## What you need to do
Pull out each line of the material below that contains the string "tail", and copy every such line in full.

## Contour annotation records
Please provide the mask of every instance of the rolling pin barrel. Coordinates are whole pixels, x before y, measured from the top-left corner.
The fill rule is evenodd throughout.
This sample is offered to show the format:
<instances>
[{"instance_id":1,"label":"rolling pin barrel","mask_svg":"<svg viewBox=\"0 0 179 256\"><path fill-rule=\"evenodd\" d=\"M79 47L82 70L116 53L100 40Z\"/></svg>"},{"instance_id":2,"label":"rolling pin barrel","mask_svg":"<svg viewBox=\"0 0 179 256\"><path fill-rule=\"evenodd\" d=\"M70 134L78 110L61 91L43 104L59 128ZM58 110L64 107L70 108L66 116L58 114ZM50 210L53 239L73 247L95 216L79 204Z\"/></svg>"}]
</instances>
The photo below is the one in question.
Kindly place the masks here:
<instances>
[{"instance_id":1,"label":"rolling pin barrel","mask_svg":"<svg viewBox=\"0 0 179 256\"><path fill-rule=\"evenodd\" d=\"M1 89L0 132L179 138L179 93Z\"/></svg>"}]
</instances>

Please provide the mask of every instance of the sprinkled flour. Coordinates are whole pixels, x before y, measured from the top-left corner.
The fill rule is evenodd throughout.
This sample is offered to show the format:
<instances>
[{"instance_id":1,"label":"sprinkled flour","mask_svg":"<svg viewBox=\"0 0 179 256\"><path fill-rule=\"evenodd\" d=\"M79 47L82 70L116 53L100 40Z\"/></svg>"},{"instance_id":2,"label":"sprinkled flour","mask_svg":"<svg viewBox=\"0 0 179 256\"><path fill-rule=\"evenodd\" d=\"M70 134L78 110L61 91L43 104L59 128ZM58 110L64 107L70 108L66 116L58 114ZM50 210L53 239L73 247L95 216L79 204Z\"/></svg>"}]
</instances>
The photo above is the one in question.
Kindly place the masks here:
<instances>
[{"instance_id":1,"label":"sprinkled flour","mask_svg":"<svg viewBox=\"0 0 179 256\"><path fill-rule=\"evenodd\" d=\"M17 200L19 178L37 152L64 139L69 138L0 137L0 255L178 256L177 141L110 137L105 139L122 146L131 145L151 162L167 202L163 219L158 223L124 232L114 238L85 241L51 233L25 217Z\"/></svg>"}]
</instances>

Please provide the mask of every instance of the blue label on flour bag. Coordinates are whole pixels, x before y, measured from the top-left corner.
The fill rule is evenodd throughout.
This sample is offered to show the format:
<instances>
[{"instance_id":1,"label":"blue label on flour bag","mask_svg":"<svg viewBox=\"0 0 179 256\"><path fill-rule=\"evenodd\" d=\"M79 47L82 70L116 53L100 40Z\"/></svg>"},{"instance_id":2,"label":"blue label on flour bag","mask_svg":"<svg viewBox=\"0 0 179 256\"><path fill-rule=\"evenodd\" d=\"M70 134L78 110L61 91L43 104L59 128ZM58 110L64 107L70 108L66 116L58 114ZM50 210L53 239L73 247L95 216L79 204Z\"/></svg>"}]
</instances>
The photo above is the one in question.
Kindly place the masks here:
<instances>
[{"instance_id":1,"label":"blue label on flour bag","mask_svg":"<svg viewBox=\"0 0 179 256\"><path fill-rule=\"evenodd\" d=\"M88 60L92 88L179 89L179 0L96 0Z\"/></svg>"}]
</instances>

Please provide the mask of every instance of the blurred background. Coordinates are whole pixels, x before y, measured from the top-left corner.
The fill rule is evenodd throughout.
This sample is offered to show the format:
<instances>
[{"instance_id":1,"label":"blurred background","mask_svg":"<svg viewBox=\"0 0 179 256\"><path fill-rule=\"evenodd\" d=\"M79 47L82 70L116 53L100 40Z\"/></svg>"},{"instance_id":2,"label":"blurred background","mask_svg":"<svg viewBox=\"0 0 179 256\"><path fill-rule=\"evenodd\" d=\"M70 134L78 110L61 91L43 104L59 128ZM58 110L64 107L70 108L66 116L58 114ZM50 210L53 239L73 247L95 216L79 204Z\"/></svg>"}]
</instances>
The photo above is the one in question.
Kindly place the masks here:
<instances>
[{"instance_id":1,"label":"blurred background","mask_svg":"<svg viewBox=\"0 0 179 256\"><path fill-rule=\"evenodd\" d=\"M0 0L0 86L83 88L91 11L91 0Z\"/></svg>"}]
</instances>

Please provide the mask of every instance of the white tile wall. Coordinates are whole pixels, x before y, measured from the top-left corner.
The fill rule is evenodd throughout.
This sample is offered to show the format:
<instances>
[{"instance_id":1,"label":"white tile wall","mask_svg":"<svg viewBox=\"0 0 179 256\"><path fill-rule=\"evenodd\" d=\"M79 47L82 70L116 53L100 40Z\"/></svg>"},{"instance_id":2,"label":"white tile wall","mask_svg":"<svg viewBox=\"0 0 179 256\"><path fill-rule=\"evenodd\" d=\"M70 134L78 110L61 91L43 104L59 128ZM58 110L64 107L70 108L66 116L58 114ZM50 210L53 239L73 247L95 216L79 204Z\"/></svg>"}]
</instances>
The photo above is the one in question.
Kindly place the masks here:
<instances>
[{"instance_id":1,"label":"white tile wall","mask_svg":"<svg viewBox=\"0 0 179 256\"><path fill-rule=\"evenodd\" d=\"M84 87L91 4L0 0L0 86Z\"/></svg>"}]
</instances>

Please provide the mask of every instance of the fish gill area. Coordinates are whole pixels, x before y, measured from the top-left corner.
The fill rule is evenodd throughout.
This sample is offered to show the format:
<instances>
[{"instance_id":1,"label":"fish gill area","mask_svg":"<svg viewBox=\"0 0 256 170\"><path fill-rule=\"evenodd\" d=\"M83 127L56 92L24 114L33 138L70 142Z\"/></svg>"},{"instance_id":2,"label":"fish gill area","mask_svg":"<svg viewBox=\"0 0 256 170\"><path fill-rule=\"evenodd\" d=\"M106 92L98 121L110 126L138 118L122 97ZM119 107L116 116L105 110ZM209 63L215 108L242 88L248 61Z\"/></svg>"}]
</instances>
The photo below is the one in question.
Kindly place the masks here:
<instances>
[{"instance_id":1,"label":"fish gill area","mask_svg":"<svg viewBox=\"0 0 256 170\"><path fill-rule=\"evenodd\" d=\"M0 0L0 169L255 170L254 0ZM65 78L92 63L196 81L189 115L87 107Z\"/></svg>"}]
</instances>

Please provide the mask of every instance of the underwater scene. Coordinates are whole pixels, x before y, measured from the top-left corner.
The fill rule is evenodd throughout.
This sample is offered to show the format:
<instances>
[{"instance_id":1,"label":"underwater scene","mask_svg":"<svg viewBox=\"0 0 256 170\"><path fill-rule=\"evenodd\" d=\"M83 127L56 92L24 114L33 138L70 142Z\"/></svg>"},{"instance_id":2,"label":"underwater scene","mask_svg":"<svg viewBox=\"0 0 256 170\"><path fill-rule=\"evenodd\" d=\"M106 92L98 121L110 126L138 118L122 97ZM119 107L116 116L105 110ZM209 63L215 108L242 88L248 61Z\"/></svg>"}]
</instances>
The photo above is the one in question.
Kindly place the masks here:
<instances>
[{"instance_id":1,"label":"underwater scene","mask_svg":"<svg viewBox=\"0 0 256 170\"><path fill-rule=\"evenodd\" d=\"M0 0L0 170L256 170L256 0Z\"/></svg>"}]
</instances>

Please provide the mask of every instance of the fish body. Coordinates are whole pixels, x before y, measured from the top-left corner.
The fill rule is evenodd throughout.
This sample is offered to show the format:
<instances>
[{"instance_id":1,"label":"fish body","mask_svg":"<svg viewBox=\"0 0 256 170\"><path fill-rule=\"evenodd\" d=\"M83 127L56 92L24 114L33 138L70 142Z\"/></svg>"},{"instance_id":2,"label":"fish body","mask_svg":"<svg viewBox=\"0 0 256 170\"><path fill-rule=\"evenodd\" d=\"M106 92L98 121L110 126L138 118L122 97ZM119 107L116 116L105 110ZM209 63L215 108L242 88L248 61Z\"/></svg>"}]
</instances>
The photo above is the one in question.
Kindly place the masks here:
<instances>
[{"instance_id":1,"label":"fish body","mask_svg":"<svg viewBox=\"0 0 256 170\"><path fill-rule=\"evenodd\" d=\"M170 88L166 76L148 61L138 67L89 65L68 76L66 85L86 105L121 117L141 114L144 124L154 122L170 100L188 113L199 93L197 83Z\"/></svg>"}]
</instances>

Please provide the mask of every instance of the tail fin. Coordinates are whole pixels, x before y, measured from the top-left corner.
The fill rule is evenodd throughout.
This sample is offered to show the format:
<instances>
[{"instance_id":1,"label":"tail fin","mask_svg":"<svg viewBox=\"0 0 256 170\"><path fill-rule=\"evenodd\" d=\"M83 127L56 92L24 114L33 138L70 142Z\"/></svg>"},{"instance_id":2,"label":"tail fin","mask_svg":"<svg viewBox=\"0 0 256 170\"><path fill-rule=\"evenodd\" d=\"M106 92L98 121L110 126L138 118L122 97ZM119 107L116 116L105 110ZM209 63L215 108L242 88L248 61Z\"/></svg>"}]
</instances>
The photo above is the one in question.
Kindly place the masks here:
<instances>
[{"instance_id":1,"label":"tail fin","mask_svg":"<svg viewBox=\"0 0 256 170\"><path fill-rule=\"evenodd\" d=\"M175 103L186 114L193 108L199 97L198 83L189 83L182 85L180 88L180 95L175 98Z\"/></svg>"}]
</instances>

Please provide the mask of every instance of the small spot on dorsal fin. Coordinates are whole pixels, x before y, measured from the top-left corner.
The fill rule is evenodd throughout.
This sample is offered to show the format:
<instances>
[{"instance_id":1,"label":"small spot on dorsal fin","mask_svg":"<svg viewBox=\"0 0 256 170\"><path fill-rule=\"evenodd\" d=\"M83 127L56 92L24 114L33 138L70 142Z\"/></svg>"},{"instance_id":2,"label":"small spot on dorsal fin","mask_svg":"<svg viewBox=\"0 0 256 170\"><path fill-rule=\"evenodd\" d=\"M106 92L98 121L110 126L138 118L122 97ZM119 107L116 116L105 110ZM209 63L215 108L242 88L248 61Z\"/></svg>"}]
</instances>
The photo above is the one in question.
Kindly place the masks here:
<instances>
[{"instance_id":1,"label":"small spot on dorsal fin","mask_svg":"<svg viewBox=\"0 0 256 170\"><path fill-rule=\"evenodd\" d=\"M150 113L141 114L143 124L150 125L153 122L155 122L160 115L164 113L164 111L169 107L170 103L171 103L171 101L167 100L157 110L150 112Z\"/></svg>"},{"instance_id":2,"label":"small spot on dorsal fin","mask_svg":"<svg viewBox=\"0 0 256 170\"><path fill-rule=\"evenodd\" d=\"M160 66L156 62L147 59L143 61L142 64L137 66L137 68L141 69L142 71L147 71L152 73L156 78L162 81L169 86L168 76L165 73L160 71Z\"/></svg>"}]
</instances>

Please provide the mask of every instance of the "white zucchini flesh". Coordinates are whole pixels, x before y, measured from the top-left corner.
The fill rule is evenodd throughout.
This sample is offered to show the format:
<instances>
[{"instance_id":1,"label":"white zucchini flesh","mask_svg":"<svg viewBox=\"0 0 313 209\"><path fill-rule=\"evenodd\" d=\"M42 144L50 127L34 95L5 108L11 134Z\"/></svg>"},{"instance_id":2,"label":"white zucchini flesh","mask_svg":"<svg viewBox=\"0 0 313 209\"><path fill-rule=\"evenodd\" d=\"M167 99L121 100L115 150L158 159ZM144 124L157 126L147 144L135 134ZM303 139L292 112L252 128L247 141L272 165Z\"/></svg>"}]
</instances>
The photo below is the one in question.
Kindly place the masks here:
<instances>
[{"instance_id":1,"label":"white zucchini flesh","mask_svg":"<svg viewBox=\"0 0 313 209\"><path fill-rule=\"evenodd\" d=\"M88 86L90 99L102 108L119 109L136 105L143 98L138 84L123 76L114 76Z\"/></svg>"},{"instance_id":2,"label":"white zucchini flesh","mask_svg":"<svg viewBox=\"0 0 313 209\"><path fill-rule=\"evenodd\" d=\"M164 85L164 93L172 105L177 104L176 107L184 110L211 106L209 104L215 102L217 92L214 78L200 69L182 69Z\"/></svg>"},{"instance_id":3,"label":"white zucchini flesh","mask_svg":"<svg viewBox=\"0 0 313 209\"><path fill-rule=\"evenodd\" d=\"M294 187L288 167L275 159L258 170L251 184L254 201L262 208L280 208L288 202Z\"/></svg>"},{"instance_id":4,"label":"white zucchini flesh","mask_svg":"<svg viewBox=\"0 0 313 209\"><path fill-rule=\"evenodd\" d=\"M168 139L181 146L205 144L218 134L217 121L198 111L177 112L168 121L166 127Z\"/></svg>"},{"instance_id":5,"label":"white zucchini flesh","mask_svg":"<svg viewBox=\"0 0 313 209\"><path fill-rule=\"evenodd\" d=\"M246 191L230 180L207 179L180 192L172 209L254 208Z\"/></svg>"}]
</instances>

## Exercise response
Please provide the mask of every instance of the tail fin. Coordinates are whole pixels, x before y, measured from the top-left corner.
[{"instance_id":1,"label":"tail fin","mask_svg":"<svg viewBox=\"0 0 256 170\"><path fill-rule=\"evenodd\" d=\"M83 127L56 92L24 114L33 138L70 142Z\"/></svg>"},{"instance_id":2,"label":"tail fin","mask_svg":"<svg viewBox=\"0 0 256 170\"><path fill-rule=\"evenodd\" d=\"M106 92L98 121L110 126L138 118L122 97ZM119 107L116 116L105 110ZM209 63L215 108L242 88L248 61Z\"/></svg>"}]
[{"instance_id":1,"label":"tail fin","mask_svg":"<svg viewBox=\"0 0 256 170\"><path fill-rule=\"evenodd\" d=\"M175 103L186 114L193 108L199 97L198 83L189 83L182 85L180 88L180 95L175 98Z\"/></svg>"}]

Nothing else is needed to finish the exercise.